[Your task]
Please rewrite the part of the items that opens with the line containing "sea in this photo." and closes with the line containing "(115, 1219)", both ends included, keeping the requests and shifting every coordinate in the answers by -20.

┏━━

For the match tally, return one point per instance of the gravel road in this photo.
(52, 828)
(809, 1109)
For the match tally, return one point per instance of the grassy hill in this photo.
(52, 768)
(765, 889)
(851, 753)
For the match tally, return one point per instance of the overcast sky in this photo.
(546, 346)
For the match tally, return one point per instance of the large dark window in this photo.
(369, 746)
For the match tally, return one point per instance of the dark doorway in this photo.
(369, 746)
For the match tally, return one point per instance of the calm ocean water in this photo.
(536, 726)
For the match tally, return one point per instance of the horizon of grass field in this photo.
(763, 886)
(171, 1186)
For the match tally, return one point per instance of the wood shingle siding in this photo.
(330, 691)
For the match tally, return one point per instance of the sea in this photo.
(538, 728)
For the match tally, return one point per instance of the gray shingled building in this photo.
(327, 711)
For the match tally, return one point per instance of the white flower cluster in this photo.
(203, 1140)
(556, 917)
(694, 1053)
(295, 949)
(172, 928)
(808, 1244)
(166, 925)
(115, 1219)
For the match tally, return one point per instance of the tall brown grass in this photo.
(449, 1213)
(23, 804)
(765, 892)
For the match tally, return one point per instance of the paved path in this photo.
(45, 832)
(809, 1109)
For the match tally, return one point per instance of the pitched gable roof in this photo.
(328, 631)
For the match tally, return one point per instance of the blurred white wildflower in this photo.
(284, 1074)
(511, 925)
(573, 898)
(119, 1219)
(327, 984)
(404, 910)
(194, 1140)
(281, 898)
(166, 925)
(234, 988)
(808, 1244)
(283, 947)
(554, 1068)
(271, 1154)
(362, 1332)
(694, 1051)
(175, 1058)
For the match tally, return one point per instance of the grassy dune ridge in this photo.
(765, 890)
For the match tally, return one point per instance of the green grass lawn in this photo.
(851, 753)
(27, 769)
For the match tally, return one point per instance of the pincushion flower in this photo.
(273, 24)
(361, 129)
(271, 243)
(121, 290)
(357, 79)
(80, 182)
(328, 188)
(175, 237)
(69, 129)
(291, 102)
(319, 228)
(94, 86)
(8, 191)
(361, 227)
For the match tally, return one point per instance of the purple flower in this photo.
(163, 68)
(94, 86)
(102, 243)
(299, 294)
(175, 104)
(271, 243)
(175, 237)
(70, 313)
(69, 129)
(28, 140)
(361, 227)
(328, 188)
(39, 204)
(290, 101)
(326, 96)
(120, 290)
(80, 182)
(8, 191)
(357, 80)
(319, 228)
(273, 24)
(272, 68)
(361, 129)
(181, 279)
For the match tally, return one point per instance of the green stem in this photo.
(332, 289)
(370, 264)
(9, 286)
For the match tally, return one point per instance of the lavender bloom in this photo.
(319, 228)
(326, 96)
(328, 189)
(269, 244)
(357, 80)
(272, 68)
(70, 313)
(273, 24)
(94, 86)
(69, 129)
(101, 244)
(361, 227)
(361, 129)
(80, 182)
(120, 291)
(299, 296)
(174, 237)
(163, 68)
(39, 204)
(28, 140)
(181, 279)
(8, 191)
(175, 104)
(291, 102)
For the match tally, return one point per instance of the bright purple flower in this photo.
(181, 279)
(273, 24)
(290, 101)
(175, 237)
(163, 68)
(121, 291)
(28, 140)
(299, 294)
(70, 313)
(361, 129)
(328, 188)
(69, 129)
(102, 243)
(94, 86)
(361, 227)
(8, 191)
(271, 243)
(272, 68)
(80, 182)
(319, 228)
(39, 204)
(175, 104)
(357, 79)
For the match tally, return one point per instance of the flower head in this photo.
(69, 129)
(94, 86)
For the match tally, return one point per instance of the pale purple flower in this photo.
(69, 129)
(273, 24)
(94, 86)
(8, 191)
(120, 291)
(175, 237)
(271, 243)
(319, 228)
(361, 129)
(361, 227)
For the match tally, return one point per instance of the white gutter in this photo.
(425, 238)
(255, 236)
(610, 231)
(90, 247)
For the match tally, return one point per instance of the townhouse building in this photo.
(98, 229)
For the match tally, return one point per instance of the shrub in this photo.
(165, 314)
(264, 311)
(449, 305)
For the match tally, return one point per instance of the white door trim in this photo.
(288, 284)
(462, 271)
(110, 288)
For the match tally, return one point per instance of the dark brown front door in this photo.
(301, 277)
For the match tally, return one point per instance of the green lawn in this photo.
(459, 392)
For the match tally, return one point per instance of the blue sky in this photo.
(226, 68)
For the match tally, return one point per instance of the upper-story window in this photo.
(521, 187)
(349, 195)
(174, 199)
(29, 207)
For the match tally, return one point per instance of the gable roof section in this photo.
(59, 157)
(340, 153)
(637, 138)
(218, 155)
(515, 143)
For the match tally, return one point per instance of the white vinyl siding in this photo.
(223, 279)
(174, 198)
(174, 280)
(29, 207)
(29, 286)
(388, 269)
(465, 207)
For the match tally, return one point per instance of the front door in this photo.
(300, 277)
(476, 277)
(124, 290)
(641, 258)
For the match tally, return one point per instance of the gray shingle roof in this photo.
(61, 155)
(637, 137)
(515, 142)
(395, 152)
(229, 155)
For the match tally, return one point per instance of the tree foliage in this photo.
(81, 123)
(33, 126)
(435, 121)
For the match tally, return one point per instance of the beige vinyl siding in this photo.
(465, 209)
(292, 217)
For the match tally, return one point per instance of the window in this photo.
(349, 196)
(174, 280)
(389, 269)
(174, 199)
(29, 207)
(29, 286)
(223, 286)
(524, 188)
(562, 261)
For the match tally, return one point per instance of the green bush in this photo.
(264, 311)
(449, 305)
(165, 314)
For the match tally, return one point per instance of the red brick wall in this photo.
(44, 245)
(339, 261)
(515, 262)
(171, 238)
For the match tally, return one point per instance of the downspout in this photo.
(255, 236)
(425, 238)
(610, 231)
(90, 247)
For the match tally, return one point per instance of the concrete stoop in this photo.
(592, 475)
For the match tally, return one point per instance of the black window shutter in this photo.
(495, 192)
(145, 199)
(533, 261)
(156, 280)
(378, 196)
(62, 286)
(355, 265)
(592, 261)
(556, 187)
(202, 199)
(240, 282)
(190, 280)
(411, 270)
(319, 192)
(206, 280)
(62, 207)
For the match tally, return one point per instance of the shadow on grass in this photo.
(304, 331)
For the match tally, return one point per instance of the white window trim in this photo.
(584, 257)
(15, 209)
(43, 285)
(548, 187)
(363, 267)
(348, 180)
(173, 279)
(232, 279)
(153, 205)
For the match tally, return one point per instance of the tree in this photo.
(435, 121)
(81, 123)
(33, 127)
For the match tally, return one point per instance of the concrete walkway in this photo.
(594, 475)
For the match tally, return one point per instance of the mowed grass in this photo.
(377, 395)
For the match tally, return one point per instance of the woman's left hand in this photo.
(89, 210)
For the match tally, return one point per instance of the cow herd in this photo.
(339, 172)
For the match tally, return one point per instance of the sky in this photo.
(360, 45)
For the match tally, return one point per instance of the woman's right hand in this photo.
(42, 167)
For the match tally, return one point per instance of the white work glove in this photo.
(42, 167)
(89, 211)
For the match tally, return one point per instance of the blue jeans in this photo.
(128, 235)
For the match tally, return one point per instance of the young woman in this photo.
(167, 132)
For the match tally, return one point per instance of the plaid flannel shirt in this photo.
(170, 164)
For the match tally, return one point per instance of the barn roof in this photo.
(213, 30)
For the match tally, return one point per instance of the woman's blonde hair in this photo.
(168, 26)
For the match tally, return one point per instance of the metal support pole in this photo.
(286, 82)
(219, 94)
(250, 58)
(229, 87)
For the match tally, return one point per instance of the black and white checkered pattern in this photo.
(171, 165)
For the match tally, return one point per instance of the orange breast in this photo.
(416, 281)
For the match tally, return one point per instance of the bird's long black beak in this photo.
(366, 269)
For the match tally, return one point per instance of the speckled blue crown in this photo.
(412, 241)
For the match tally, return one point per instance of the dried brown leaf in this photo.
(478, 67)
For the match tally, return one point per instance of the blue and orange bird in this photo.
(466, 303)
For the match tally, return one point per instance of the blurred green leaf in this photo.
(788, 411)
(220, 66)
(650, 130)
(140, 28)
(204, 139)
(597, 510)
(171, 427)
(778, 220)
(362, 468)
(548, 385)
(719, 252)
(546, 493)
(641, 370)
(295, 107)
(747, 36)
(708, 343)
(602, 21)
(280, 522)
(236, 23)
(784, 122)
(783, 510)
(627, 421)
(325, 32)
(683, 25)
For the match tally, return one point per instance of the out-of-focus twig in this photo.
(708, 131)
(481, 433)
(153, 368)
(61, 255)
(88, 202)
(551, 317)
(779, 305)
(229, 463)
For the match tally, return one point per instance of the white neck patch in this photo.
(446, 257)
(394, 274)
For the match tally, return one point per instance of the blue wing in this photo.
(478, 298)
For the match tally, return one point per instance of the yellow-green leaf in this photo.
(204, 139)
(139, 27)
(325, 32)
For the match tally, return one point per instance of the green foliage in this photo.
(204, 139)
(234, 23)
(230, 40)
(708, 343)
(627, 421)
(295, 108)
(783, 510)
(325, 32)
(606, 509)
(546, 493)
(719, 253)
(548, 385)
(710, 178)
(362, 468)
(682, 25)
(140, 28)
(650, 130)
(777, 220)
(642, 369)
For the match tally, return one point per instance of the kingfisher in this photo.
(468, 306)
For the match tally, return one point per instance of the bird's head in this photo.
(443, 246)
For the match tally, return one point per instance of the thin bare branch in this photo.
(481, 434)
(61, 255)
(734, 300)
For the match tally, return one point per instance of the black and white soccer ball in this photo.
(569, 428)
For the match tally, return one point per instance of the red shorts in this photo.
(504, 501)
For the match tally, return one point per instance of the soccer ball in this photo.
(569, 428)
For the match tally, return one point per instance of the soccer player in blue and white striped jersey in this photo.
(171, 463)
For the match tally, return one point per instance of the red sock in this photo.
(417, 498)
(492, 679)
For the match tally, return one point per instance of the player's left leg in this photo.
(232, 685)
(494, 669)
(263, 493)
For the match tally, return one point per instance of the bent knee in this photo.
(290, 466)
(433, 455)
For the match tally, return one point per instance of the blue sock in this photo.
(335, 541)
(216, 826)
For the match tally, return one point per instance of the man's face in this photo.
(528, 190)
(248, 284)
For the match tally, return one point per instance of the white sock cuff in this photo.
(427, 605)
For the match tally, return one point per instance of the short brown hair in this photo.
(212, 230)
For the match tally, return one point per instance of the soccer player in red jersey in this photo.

┗━━

[In response]
For the match tally, return one point per instance of the sea in this photo.
(518, 708)
For the match tally, return one point per instance of the gray shingled building in this photo.
(307, 691)
For the match tally, return one point per instance of the white flower cluster in this photo.
(183, 1120)
(536, 897)
(674, 1033)
(275, 929)
(152, 908)
(788, 1224)
(146, 905)
(95, 1199)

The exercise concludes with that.